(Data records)
+-------+

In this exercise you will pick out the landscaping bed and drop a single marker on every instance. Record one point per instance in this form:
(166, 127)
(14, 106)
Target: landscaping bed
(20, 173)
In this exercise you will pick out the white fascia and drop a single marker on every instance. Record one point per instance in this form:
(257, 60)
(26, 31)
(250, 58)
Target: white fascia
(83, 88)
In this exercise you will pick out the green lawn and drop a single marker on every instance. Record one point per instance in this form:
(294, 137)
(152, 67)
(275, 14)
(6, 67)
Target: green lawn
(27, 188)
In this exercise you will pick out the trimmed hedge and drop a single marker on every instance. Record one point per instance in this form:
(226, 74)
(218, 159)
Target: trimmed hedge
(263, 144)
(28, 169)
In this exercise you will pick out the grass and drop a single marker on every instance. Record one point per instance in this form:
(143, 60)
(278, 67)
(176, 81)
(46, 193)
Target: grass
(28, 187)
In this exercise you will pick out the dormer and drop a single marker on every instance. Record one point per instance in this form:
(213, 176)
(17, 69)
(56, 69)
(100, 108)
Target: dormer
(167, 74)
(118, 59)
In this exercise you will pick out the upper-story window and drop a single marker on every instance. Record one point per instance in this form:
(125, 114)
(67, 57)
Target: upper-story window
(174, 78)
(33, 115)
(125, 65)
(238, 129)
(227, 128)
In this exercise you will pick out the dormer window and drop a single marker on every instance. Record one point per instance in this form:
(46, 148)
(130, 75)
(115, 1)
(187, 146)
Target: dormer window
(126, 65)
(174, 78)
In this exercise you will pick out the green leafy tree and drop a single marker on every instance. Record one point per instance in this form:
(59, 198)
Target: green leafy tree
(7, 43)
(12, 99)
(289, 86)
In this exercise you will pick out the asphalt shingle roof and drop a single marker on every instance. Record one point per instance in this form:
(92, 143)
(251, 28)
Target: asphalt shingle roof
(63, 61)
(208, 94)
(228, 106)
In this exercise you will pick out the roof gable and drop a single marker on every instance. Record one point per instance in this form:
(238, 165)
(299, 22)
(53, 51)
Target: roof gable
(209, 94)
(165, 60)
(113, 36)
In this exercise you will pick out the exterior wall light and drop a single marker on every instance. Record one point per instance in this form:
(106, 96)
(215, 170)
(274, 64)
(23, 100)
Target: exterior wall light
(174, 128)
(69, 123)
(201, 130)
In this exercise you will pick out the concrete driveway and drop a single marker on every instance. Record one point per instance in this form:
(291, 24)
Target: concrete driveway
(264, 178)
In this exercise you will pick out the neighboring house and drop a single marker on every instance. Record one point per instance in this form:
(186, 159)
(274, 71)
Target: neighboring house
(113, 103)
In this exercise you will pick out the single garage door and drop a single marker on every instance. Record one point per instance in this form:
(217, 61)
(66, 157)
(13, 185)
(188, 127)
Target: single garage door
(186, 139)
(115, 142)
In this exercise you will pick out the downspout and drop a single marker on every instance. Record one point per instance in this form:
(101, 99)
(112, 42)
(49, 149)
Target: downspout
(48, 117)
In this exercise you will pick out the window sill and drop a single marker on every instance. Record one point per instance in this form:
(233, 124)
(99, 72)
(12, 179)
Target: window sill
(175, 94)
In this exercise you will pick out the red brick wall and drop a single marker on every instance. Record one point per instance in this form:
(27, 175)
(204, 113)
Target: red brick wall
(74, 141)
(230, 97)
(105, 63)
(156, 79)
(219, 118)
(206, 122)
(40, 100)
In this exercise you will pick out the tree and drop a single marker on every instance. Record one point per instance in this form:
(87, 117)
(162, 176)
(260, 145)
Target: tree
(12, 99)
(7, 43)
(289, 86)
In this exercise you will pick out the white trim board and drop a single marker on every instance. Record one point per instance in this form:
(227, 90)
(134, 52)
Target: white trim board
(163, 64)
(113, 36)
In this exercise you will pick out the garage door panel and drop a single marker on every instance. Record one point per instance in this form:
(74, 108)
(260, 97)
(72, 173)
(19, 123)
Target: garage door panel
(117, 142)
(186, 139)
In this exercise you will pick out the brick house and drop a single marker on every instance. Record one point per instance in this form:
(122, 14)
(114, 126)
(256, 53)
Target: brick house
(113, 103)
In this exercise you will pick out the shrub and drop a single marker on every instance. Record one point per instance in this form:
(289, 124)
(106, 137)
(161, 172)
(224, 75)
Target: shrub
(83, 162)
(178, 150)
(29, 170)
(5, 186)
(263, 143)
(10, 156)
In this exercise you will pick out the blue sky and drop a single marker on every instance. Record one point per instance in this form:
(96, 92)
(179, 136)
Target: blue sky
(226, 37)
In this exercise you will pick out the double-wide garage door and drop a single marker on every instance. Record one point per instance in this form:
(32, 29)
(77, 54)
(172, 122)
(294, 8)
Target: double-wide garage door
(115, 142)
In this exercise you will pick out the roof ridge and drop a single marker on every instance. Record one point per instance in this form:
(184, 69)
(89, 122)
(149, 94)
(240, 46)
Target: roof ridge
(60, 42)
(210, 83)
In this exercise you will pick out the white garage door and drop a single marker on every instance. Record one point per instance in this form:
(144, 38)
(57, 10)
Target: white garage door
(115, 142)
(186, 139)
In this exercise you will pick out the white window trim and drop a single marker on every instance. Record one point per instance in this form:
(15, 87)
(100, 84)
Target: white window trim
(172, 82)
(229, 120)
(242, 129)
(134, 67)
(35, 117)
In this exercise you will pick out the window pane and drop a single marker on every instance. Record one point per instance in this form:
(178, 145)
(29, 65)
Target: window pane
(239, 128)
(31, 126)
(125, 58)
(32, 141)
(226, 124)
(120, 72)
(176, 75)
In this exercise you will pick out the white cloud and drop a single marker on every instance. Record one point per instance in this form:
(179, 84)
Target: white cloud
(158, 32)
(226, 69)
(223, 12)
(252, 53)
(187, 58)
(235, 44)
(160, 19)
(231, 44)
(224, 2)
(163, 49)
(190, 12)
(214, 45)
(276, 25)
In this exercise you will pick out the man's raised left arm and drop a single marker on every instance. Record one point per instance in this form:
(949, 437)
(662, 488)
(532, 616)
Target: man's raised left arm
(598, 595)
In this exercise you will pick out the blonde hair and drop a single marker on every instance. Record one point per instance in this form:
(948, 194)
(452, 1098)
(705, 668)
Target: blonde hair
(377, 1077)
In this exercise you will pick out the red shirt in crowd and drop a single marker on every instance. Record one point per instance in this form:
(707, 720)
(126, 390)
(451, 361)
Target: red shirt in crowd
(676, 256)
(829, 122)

+-------+

» REQUIRED ACTION
The first line of the records begins the span, and the line containing "In this exercise you will pick out the white fascia" ends it. Reproduce that span exactly, both ends included.

» YOUR RESPONSE
In this exercise you will pick out the landscaping bed and drop a single marker on every instance. Record one point per instance in this form:
(166, 127)
(14, 106)
Target: landscaping bed
(20, 173)
In this exercise you will pick out the white fascia and drop a single marker on every instance. Record one point per instance in this form:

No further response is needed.